### Work to be completed
Please render every line of the records below as a row in a Markdown table with two columns, No. and Line, skipping blank lines. Leave the pictures out of your answer.
:: Data extract
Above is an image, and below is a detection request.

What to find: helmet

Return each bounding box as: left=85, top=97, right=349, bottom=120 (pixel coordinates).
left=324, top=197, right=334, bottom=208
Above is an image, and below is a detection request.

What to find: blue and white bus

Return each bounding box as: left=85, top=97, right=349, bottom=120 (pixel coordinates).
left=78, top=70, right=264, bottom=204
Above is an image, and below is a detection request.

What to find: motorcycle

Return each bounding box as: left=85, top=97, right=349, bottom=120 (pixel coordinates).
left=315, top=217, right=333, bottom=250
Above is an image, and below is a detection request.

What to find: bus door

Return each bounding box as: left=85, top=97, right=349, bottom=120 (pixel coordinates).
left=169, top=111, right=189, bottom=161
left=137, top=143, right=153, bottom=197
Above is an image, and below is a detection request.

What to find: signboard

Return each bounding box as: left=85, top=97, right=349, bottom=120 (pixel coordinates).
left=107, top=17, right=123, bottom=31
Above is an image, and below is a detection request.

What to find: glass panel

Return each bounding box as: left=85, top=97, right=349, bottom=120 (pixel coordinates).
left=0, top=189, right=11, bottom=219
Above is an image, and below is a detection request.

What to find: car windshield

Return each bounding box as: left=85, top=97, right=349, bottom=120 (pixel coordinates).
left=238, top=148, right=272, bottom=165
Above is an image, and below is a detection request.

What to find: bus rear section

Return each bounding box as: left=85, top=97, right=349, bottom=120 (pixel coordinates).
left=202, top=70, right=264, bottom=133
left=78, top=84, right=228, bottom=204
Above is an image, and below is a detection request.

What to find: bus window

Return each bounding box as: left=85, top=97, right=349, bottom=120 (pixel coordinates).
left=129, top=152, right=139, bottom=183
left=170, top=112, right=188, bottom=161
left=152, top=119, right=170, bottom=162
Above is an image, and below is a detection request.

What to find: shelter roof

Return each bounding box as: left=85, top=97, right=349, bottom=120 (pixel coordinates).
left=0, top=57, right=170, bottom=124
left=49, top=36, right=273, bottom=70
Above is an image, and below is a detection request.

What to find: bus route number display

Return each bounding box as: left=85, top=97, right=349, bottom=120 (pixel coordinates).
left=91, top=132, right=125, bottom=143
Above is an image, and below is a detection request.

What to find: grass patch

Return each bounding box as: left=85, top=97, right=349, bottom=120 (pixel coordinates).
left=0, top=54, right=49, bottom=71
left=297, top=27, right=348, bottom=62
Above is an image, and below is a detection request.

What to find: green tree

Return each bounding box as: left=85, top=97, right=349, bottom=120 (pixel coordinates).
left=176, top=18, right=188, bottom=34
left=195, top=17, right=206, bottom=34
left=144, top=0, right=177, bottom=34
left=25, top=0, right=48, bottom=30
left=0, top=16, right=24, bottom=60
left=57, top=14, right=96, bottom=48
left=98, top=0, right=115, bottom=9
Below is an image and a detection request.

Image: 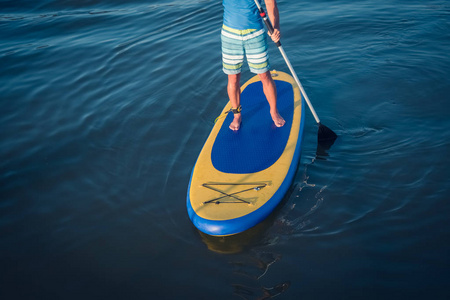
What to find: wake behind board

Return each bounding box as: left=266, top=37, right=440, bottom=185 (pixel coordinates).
left=187, top=71, right=304, bottom=236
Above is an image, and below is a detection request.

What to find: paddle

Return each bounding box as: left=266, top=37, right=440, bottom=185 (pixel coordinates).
left=255, top=0, right=337, bottom=148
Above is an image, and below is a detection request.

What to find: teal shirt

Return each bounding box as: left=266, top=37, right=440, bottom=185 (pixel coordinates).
left=222, top=0, right=264, bottom=30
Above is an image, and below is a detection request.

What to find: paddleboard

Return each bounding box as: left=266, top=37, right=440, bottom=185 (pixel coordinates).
left=187, top=71, right=305, bottom=236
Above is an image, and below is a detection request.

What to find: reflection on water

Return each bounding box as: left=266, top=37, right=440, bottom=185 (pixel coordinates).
left=197, top=163, right=326, bottom=300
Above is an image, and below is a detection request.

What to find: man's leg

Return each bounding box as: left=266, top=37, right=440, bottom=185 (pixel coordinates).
left=227, top=73, right=242, bottom=130
left=259, top=71, right=286, bottom=127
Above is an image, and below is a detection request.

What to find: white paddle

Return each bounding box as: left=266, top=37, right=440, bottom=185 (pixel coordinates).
left=255, top=0, right=337, bottom=146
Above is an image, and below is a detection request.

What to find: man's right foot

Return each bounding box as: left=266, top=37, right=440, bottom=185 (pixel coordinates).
left=230, top=114, right=242, bottom=131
::::
### Solution to the exercise
| No. | Line |
|---|---|
| 1 | Above is an image, and below is a detection request. |
| 2 | What to find: helmet |
| 3 | Return each bounding box as: left=85, top=97, right=349, bottom=120 (pixel coordinates). |
| 4 | left=324, top=197, right=334, bottom=208 |
| 5 | Above is an image, and below is a detection request. |
| 6 | What to find: blue and white bus |
| 7 | Return each bounding box as: left=85, top=97, right=349, bottom=120 (pixel coordinates). |
| 8 | left=78, top=70, right=264, bottom=204 |
| 9 | Above is an image, and below is a detection request. |
| 10 | What to find: motorcycle |
| 11 | Return each bounding box as: left=85, top=97, right=349, bottom=120 (pixel coordinates). |
| 12 | left=315, top=217, right=333, bottom=250 |
| 13 | Above is an image, and below is a detection request. |
| 14 | What to find: bus door |
| 15 | Return each bounding box as: left=85, top=97, right=349, bottom=120 (pixel coordinates). |
| 16 | left=169, top=111, right=189, bottom=161 |
| 17 | left=137, top=143, right=153, bottom=197 |
| 18 | Above is an image, and below is a detection request. |
| 19 | What to find: signboard |
| 20 | Return each bounding box as: left=85, top=97, right=349, bottom=120 (pixel coordinates). |
| 21 | left=107, top=17, right=123, bottom=31 |
| 22 | Above is an image, and below is a detection request. |
| 23 | What to find: glass panel |
| 24 | Return each bounding box as: left=85, top=97, right=349, bottom=120 (pixel coordinates). |
| 25 | left=0, top=189, right=11, bottom=219 |
| 26 | Above is an image, and below is a detection request. |
| 27 | What to find: car windshield |
| 28 | Return each bounding box as: left=85, top=97, right=349, bottom=120 (pixel coordinates). |
| 29 | left=238, top=148, right=272, bottom=165 |
| 30 | Above is an image, and below is a detection request. |
| 31 | What to find: bus rear section |
| 32 | Return each bounding box as: left=85, top=97, right=349, bottom=120 (pixel coordinates). |
| 33 | left=202, top=70, right=264, bottom=133 |
| 34 | left=78, top=84, right=228, bottom=204 |
| 35 | Above is an image, and below is a detection request. |
| 36 | What to find: bus window |
| 37 | Return each bounding box as: left=85, top=97, right=349, bottom=120 (pixel coordinates). |
| 38 | left=129, top=152, right=139, bottom=183 |
| 39 | left=170, top=112, right=188, bottom=161 |
| 40 | left=152, top=119, right=170, bottom=162 |
| 41 | Above is an image, and below is a detection request. |
| 42 | What to find: shelter roof |
| 43 | Return each bounding box as: left=85, top=97, right=349, bottom=120 (pixel coordinates). |
| 44 | left=0, top=57, right=170, bottom=124 |
| 45 | left=49, top=36, right=273, bottom=70 |
| 46 | Above is an image, and below is a detection request. |
| 47 | What to find: bus route number display |
| 48 | Return each bounding box as: left=85, top=97, right=349, bottom=120 (pixel coordinates). |
| 49 | left=91, top=132, right=125, bottom=143 |
| 50 | Above is an image, and below is a detection request. |
| 51 | What to find: grass patch |
| 52 | Return each bounding box as: left=85, top=97, right=349, bottom=120 (pixel coordinates). |
| 53 | left=0, top=54, right=49, bottom=71 |
| 54 | left=297, top=27, right=348, bottom=62 |
| 55 | Above is an image, and below is a detection request. |
| 56 | What to find: green tree |
| 57 | Return each bounding box as: left=85, top=97, right=349, bottom=120 (pixel coordinates). |
| 58 | left=176, top=18, right=188, bottom=34 |
| 59 | left=195, top=17, right=206, bottom=34 |
| 60 | left=144, top=0, right=177, bottom=34 |
| 61 | left=25, top=0, right=48, bottom=30 |
| 62 | left=0, top=16, right=24, bottom=60 |
| 63 | left=57, top=14, right=96, bottom=48 |
| 64 | left=98, top=0, right=115, bottom=9 |
| 65 | Below is an image and a detection request. |
| 66 | Image:  |
| 67 | What to find: wake behind board |
| 68 | Return each bounding box as: left=266, top=37, right=440, bottom=185 (pixel coordinates). |
| 69 | left=187, top=71, right=304, bottom=236 |
| 70 | Above is an image, and below is a detection request. |
| 71 | What to find: paddle |
| 72 | Return each bounding box as: left=266, top=37, right=440, bottom=185 (pixel coordinates). |
| 73 | left=255, top=0, right=337, bottom=148 |
| 74 | Above is an image, and below is a detection request. |
| 75 | What to find: teal shirt |
| 76 | Return each bounding box as: left=266, top=37, right=440, bottom=185 (pixel coordinates). |
| 77 | left=222, top=0, right=264, bottom=30 |
| 78 | Above is an image, and below is a detection request. |
| 79 | What to find: paddleboard |
| 80 | Return each bounding box as: left=266, top=37, right=440, bottom=185 (pixel coordinates). |
| 81 | left=187, top=71, right=305, bottom=236 |
| 82 | Above is an image, and below is a detection request. |
| 83 | What to find: reflection on water |
| 84 | Return each bounding box as: left=266, top=37, right=440, bottom=185 (pixel coordinates). |
| 85 | left=197, top=163, right=326, bottom=300 |
| 86 | Above is an image, and below is a detection request. |
| 87 | What to find: man's leg |
| 88 | Return each bounding box as: left=266, top=37, right=440, bottom=185 (pixel coordinates). |
| 89 | left=227, top=73, right=242, bottom=130 |
| 90 | left=259, top=71, right=286, bottom=127 |
| 91 | Above is an image, and below is a detection request. |
| 92 | What to find: white paddle |
| 93 | Return each bounding box as: left=266, top=37, right=440, bottom=185 (pixel coordinates). |
| 94 | left=255, top=0, right=337, bottom=146 |
| 95 | Above is an image, and below is a detection request. |
| 96 | What to find: man's right foot |
| 97 | Return each bounding box as: left=266, top=37, right=440, bottom=185 (pixel coordinates). |
| 98 | left=230, top=114, right=242, bottom=131 |